Character consists of what you do on the third and fourth tries. ~James Michener
As an archaeology grad student, I decided to reread one of my favorite novels, The Source, to judge its accuracy.
The story takes place in Israel, on a mound (also known as a tel) formed by millennia of habitation. As each artifact comes to light, the story flashes back to its origin. The Source depicts awful excavation standards, even for the 1960s. But the artifacts reveal some incredible human stories.
Of course, you might think. That’s what archaeology does.
In the early ’90s, archaeology still aspired to be a hard science. The “publish or perish” academic journals preferred articles steeped in the jargon of scientific method. For my masters thesis, I statistically analyzed thousands of flint waste flakes to discover signs of “sickle craft specialization as an indication of increasing social complexity.” Not like you see on TV.
I eventually chose storytelling over science, and skipped the Ph.d. program. I blame James Michener (1907-1997), author of The Source.
A Childhood Out of Dickens
The man who derailed my archaeology career didn’t know where or when he was born, but his best guess was around 1907. He was raised as a Quaker in Doylestown, Pennsylvania by an adoptive mother. They lived in extreme poverty and relocated often.
At Christmas, we rarely had anything. As a boy, I never had a pair of skates, never had a bicycle, never had a little wagon, never had a baseball glove, never had a pair of sneakers. I didn’t have anything. And do you know, at about seven or eight, I just decided, “Well, that’s the way it is. And I’m not going to beat my brains out about it.”
His mother loved literature, however, and often read to Michener from Dickens, Thackeray and Balzac.
Before Michener entered Swathmore College on a full scholarship, he peddled chestnuts, traveled America on a boxcar and did carnival private detective work. During college he was employed as a night watchman.
He graduated Swathmore with honors, and taught English and History for several years. In 1941, he became a textbook editor at Macmillan Publishing.
A Quaker Goes To War
Later that same year, Japanese military forces attacked Pearl Harbor. Michener waived his Quaker principles and volunteered for service. “I had taught about Hitler, and I had taught about the Japanese war machine, and I knew that this was a battle to the death, so I enlisted.”
The U.S. Navy assigned him to the Solomon Islands as a war historian. Each night, in his Quonset hut, he recorded his impressions of life around him:
Sitting there in the darkness, illuminated only by the flickering lamplight, I visualized the aviation scenes in which I had participated, the landing beaches I’d seen, the remote outposts, the exquisite islands with bending palms, and especially the valiant people I’d known: the French planters, the Australian coast watchers, the Navy nurses, the Tonkinese laborers, the ordinary sailors and soldiers who were doing the work, and the primitive natives to whose jungle fastnesses I had traveled.

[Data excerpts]

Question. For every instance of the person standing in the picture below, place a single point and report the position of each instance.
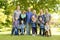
(15, 20)
(33, 23)
(41, 22)
(28, 20)
(47, 18)
(22, 19)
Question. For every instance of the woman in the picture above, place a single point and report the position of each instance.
(16, 14)
(22, 19)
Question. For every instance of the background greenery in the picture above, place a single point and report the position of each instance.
(7, 8)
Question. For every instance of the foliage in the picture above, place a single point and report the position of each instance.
(7, 8)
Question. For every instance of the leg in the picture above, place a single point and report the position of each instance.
(28, 29)
(12, 30)
(50, 32)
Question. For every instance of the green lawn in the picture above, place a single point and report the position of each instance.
(27, 37)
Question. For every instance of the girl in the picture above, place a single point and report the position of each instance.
(47, 28)
(34, 28)
(22, 19)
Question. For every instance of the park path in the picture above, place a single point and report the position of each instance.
(53, 31)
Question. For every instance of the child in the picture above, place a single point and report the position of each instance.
(47, 28)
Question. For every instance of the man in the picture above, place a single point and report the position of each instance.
(28, 20)
(41, 22)
(47, 18)
(15, 20)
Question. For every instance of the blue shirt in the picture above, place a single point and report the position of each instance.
(28, 17)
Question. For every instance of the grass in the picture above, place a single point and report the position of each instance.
(28, 37)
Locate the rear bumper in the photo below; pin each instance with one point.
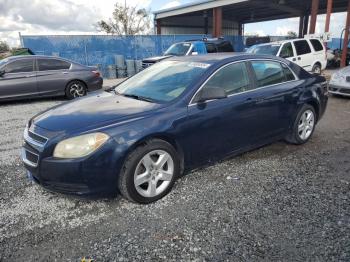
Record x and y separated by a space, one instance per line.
339 90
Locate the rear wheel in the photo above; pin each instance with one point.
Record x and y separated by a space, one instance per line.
75 89
303 127
316 69
149 172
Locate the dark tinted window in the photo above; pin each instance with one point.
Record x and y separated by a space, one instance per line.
52 64
24 65
268 73
287 50
233 78
210 48
302 47
316 44
288 73
225 47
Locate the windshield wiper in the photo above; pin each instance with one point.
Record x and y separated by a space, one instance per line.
147 99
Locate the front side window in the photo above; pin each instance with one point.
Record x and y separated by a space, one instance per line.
268 73
179 49
163 81
19 66
232 78
225 47
287 51
316 45
302 47
270 49
52 64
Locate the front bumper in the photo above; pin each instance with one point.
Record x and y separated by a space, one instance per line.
95 174
339 90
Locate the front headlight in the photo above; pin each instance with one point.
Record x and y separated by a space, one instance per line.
80 146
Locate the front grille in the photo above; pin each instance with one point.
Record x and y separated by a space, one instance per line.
37 137
33 143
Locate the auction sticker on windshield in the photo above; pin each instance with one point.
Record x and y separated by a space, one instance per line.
200 65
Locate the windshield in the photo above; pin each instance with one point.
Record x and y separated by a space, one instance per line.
264 49
163 81
178 49
2 62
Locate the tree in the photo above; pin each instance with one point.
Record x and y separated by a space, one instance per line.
292 34
4 47
126 20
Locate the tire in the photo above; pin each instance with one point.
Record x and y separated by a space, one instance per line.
140 177
316 69
303 127
75 89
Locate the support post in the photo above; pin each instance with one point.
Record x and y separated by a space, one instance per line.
301 26
217 22
314 11
346 38
159 27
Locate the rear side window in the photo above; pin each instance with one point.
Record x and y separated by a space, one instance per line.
232 78
288 73
302 47
19 66
210 48
268 73
52 64
225 47
287 50
316 45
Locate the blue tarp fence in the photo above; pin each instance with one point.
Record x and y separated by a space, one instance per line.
101 49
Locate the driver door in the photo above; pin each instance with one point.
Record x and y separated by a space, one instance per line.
218 127
19 79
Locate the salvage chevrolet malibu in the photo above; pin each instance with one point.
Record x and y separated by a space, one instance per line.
179 114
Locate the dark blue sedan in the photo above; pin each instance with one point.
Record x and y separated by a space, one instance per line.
174 116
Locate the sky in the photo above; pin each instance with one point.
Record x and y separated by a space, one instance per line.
32 17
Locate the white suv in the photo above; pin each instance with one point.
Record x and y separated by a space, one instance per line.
310 54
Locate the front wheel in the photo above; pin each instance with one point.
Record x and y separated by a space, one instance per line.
303 127
149 172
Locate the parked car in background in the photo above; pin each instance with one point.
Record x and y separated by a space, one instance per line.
340 82
309 54
173 116
193 47
42 76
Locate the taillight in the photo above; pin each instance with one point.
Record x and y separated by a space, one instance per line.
96 73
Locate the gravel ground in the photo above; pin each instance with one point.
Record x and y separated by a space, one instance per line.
278 203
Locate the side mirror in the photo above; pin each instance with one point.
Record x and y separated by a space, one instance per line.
211 93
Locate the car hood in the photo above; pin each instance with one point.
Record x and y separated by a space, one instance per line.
155 59
93 111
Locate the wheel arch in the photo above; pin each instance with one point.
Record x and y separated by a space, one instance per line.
165 137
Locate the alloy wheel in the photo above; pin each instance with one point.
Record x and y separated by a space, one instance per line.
153 173
306 124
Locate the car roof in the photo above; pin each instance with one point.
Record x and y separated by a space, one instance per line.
35 56
219 57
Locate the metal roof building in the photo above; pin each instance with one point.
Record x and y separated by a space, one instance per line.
227 17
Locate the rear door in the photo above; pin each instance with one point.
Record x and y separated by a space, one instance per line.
305 58
19 79
52 75
275 99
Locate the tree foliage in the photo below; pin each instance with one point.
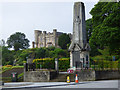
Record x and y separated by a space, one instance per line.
106 26
63 41
18 41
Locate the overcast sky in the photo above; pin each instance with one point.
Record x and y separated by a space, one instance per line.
26 17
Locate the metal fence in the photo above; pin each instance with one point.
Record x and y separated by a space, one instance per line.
105 65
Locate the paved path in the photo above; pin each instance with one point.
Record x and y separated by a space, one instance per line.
89 84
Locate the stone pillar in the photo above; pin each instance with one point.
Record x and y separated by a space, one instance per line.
44 38
55 37
37 33
33 44
56 64
25 70
79 47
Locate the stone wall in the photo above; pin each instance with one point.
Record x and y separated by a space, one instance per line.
107 74
86 75
39 76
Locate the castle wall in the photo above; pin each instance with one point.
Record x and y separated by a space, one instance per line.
46 39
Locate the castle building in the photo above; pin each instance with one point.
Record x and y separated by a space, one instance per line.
44 39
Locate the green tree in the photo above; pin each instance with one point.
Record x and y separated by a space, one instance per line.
106 26
18 41
63 40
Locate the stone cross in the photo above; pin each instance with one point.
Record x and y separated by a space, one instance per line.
79 48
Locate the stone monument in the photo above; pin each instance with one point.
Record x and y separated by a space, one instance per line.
79 48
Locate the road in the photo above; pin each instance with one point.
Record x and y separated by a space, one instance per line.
97 85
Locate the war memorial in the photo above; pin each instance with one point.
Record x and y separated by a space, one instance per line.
79 57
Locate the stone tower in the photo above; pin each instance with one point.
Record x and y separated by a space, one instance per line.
79 48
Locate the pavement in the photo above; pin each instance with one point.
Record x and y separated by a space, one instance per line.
87 84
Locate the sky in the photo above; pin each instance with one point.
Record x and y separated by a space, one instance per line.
25 17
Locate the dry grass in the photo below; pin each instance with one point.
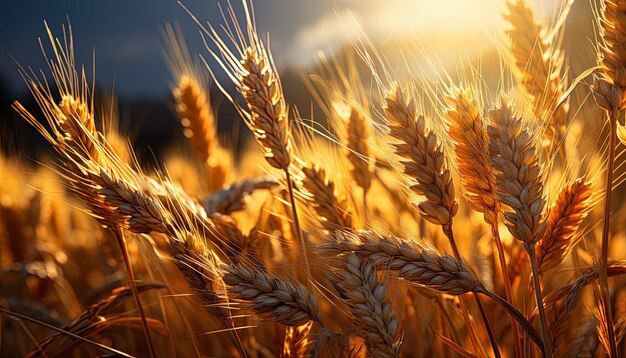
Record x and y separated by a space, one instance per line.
318 249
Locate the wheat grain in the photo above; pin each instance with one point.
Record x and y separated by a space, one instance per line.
422 157
538 63
569 210
371 306
357 130
236 196
297 342
468 131
286 302
519 183
333 210
414 261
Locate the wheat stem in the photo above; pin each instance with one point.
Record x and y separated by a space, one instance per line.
119 236
298 229
447 229
545 332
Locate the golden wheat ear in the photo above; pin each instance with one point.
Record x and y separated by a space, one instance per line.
422 157
371 306
284 301
538 64
572 205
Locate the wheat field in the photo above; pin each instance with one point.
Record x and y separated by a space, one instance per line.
422 216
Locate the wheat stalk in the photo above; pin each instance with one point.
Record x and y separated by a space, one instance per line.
538 64
419 264
236 196
467 130
609 90
370 304
297 342
567 214
415 261
519 187
332 209
286 302
196 116
422 157
357 134
518 174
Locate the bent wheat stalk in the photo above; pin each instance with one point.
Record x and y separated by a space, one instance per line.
420 264
425 166
467 129
369 301
252 70
519 187
286 302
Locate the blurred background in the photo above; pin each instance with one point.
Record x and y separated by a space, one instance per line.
124 39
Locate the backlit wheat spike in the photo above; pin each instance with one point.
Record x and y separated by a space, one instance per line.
538 66
333 210
262 91
199 268
519 181
297 342
236 196
196 116
414 261
422 157
286 302
370 304
357 133
570 209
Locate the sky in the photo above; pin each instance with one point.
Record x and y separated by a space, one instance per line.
126 35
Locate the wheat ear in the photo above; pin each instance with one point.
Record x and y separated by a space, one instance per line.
196 116
519 187
567 214
426 168
236 196
357 134
370 304
286 302
422 157
332 209
468 130
420 264
297 342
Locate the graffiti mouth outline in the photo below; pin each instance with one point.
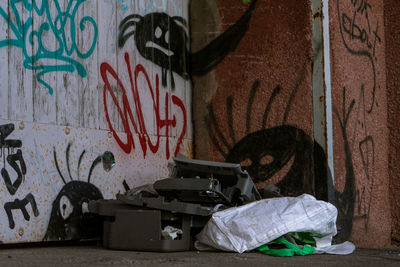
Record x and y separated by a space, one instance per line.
151 44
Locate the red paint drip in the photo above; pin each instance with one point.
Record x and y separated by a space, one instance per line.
126 113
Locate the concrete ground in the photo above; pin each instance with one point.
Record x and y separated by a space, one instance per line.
92 255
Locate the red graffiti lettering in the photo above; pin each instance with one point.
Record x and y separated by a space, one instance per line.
127 116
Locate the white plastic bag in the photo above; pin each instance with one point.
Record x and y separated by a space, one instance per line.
249 226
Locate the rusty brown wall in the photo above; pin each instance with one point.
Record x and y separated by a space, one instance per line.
255 106
392 30
360 121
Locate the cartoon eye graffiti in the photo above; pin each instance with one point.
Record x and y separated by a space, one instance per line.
163 40
66 208
70 218
284 153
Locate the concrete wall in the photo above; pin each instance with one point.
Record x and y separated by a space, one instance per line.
255 106
392 42
76 97
359 106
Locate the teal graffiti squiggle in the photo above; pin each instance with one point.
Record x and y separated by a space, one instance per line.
55 23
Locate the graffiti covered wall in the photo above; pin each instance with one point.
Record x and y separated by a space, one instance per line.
254 106
359 121
95 99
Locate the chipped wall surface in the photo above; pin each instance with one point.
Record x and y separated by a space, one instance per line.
392 42
84 84
360 121
254 105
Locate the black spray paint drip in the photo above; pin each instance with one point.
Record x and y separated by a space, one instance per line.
69 219
163 40
267 151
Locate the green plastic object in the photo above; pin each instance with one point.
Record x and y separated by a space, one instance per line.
302 244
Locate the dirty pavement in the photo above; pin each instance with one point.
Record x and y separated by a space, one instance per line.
93 255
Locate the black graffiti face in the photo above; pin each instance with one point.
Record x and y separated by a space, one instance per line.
266 152
159 38
70 219
163 40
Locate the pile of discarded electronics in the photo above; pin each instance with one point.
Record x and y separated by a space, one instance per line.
164 216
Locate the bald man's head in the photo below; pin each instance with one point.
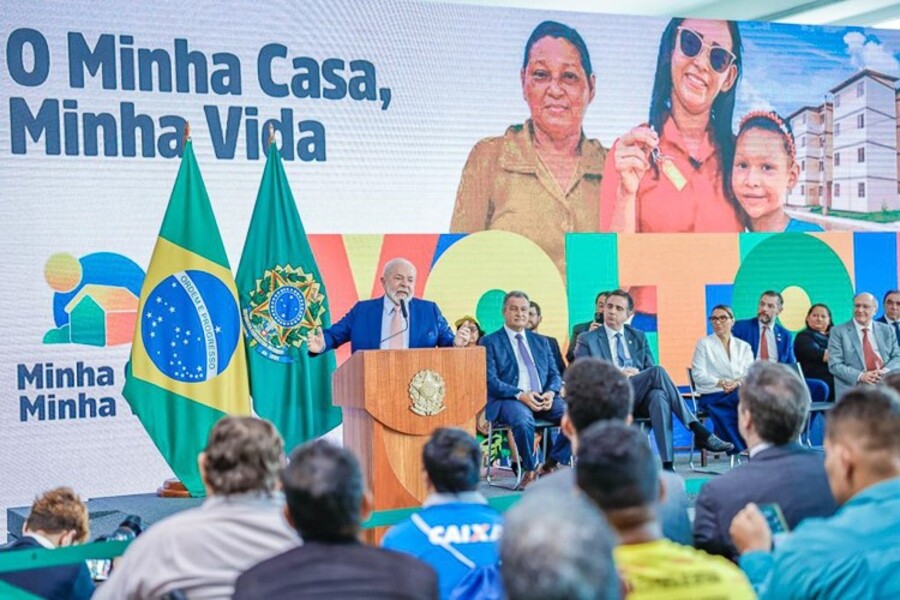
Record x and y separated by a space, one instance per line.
864 308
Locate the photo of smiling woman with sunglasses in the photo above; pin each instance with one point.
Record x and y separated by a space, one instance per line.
669 175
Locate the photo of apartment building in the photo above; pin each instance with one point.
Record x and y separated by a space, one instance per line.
847 147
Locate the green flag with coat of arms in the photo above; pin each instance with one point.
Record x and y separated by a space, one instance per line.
282 298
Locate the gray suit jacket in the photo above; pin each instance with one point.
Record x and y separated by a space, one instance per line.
845 358
595 344
791 476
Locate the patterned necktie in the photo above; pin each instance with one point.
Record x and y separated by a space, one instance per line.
873 362
764 343
396 341
529 364
624 362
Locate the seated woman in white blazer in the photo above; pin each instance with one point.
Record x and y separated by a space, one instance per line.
720 363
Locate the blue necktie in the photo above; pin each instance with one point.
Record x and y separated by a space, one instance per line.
529 364
620 353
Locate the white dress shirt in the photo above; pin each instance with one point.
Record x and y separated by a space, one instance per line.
773 344
524 382
872 339
611 338
386 316
711 364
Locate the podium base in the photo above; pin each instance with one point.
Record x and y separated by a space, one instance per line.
173 488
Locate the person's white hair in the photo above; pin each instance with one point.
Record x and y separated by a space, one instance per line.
394 262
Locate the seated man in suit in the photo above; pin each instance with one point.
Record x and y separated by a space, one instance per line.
891 314
534 321
770 341
395 321
852 554
767 338
597 391
771 413
654 393
523 385
599 303
327 504
58 518
862 350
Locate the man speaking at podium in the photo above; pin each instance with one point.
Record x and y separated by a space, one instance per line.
395 321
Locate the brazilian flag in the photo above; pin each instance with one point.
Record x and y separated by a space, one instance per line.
188 366
283 298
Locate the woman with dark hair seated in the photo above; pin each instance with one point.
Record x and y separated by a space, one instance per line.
540 179
811 346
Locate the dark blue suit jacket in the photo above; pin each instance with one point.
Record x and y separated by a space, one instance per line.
362 326
503 370
748 330
596 344
791 476
63 582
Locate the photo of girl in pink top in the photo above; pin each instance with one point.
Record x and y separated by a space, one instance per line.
764 172
668 175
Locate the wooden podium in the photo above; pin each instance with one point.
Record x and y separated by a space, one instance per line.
393 399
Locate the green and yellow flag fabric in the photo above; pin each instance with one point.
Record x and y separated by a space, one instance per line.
188 366
282 298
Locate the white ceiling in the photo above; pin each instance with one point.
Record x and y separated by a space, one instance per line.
871 13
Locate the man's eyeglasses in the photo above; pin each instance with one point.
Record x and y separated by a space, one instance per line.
691 43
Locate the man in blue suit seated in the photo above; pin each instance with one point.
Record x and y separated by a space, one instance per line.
394 321
771 413
58 518
770 341
655 396
523 385
854 553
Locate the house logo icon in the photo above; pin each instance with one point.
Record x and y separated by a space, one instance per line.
95 298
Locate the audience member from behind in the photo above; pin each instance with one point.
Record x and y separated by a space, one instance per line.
853 554
327 504
772 410
456 531
597 391
58 518
617 470
201 551
557 547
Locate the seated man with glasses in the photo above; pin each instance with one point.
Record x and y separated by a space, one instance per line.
655 396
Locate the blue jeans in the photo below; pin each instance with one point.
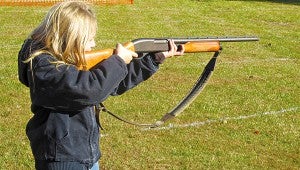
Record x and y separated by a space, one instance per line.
50 165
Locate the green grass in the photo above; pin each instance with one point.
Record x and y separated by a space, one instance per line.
250 78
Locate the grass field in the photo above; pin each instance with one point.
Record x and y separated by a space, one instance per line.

Problem requirements :: Can you retype the passage about James Michener word for word, starting at "Of course, you" and ending at "and relocated often."? These records have no connection to the passage about James Michener.

Task result ::
Of course, you might think. That’s what archaeology does.
In the early ’90s, archaeology still aspired to be a hard science. The “publish or perish” academic journals preferred articles steeped in the jargon of scientific method. For my masters thesis, I statistically analyzed thousands of flint waste flakes to discover signs of “sickle craft specialization as an indication of increasing social complexity.” Not like you see on TV.
I eventually chose storytelling over science, and skipped the Ph.d. program. I blame James Michener (1907-1997), author of The Source.
A Childhood Out of Dickens
The man who derailed my archaeology career didn’t know where or when he was born, but his best guess was around 1907. He was raised as a Quaker in Doylestown, Pennsylvania by an adoptive mother. They lived in extreme poverty and relocated often.